• **TO DO**:
The required output is the stretch from the line containing "In the photo below, where can the reflection" through the line containing "In the photo above, where can the river" in the records below, unaltered and with no pictures.

DATASET EXTRACT Block Start

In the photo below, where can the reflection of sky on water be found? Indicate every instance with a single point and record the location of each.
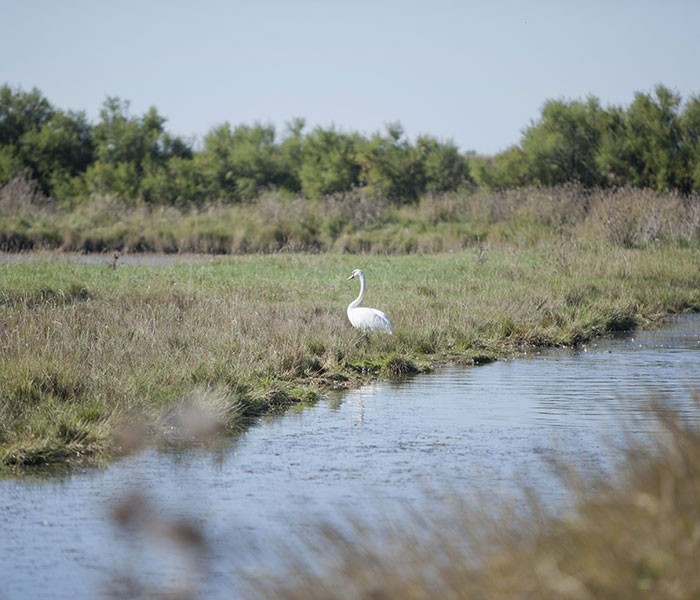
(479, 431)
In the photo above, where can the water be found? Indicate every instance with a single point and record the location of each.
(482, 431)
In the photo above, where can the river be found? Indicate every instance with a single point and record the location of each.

DATASET EXTRACT Block End
DATASET EXTRACT Block Start

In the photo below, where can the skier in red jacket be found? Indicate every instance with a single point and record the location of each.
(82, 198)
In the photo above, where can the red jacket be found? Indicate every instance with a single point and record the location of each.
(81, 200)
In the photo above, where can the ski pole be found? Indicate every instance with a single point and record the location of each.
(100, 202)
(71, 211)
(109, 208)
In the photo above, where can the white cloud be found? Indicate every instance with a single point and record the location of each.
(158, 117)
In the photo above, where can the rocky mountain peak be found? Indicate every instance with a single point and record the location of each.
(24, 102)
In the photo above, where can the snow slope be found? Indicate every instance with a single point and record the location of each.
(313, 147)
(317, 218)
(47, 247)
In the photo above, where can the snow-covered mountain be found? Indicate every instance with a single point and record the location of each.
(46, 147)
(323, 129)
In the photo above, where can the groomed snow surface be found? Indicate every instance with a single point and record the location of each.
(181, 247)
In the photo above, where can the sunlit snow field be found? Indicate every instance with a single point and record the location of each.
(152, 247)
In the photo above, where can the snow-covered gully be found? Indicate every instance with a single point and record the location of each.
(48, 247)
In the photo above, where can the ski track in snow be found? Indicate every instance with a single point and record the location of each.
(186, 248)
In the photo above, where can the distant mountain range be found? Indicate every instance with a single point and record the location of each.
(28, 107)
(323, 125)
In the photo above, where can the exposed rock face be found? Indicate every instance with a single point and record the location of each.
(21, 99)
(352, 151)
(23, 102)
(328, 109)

DATASET EXTRACT Block End
DATASET EXTRACT Block Start

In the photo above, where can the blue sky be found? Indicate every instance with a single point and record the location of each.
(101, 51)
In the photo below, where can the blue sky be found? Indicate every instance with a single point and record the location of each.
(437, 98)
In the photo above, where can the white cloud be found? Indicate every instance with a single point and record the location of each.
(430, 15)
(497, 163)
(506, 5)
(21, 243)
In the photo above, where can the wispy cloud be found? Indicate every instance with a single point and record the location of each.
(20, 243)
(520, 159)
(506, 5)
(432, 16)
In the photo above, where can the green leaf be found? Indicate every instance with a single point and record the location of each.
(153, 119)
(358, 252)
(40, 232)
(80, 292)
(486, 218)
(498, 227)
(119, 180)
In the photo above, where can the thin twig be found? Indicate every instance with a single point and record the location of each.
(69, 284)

DATASET EXTRACT Block End

• **ANSWER TO THE PROBLEM**:
In the photo below, where can the reflection of sky on water be found? Indicate every instance with a single point and record the location of each.
(479, 431)
In the photo above, where can the water be found? Indicate every instance with a single point and record the location of each.
(482, 431)
In the photo above, where can the river be found? Indicate every instance with a single point and record the location of each.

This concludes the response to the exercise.